> **TEXTE EXTRAIT**:
* * * * *
On a bien plusieurs « lignes » ou fils directeurs de la diégèse, le voyage en bus, la promenade à cheval de Hugh et Yvonne dans les bois, l’errance du Consul et de Hugh et Yvonne partis à sa recherche, mais tous ces tracés, toutes ces « courbes » finissent par « s’écraser les unes sur les autres » au fond de la barranca ! La ligne de l’aventure s’est elle-même vidée de son sens : Hugh dit de son expérience à bord du Philoctetes qu’elle était vide, dépourvue d’action et de danger, contrairement aux récits de Conrad qui lui avaient fait espérer des typhons :

‘Hugh, far from aspiring to be a Conrad, as the papers suggested, had not then read a word of him. But he was vaguely aware Conrad hinted somewhere that in certain seasons typhoons were to be expected along the China coast. This was such a season; here, eventually, was the China coast. Yet there seemed to be no typhoons. Or if there were the Philoctetes was careful to avoid them. From the time she emerged from the Bitter Lakes till she lay in the roads at Yokohama a dead monotonous calm prevailed. Hugh chipped rust through the bitter watches. Only they were not really bitter; nothing happened. (UV, pp. 162-163). ’

L’action s’est évanouie (« nothing happened ») ; le rythme et le suspense du roman d’aventures ont disparu (« a dead monotonous calm »). Ne reste que la forme externe de l’aventure, le bateau, et c’est encore beaucoup dire puisqu’il est rouillé. L’action est une forme rouillée, usée, qui n’a plus cours au début du vingtième siècle. En termes deleuziens, on peut dire que Heart of Darkness, Under the Volcano et Voss refusent la suprématie d’une ligne logico-temporelle avec pour noyau l’action ou l’intrigue qui tracerait un trajet rectiligne dans un espace strié.
* * * * *
> **VOS TÂCHES**:
1) D'après le texte extrait consacré à Under the Volcano, comment Hugh qualifie-t-il son expérience à bord du Philoctetes ?
2) Rédigez la suite du texte extrait sur Under the Volcano, à partir de sa dernière phrase.
* * * * *
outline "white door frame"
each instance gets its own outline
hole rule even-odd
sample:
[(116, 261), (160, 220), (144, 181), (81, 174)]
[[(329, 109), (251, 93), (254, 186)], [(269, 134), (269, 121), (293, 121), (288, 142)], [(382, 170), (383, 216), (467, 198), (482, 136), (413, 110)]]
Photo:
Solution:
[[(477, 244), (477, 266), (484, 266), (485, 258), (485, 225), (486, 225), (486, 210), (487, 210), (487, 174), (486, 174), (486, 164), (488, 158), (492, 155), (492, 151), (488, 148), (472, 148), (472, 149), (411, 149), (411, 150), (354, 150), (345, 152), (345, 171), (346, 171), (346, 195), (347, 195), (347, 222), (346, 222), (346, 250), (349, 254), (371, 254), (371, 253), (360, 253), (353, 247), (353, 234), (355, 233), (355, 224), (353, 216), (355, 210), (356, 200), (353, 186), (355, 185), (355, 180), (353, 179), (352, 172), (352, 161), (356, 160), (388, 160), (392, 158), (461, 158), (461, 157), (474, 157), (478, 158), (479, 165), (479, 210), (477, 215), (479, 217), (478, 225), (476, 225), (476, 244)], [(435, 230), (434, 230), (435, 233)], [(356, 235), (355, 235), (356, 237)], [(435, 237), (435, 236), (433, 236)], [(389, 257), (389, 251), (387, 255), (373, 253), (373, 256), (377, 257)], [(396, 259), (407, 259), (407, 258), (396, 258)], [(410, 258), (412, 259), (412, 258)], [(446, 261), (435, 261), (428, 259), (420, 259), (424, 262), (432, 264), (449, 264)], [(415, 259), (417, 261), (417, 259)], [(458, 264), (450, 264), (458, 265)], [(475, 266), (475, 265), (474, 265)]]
* * * * *
> **RÉPONSES AUX TÂCHES**:
1) Il dit qu'elle était vide, dépourvue d'action et de danger.

2)
La ligne, l’enchaînement ou encore la progression d’un point au suivant, d’une action ou d’un événement au suivant, d’une étape à l’autre selon une dynamique prédéterminée ou du moins identifiable a posteriori–en d’autres termes « striée »–n’est plus de mise. Car le point, ici l’action ou la fonction, ne s’intègrent pas dans une logique narrative rigoureuse. Qui plus est, l’action n’est plus perçue comme un point, une unité divisible et assignable sur un tracé gradué et quantitatif mais comme une qualité et en ce sens élusive. L’action ne correspond pas à ces « intervalles déterminés » ou ces « coupures assignées » propres à l’espace strié178. La ligne que dessine Heart of Darkness, Under the Volcano et Voss est donc en ce sens plus proche de ce que Deleuze appelle la ligne nomade, une ligne ‘« qui ne va plus d’un point à un autre, mais passe entre les points » une ligne « sans commencement ni fin’ »179. C’est pourquoi Heart of Darkness, Under the Volcano et Voss ne s’ordonnent pas autour d’une suite linéaire de « points » ou d’actions qui s’enchaînent logiquement mais autour de « trajets » individuels dont la description donne une idée plus adéquate que le récit d’actions.

Notes
175.

Cette utilisation d’opérateurs de fléchage, dans la terminologie énonciative, correspond à une caractéristique du style de White. Très souvent, il les utilise alors que la situation n’a pas été déterminée auparavant ; l’effet produit est celui d’une forte visualisation pour le lecteur, dépourvue néanmoins de repérages chronologiques ou tout simplement diégétiques précis. Il y a un ancrage fort mais dans une situation qui, elle, reste déconnectée de tout autre repère.

176.

Carolyn Bliss, Patrick White’s Fiction, The Paradox of Fortunate Failure, New York : St Martin’s Press, 1986, p. 197.

177.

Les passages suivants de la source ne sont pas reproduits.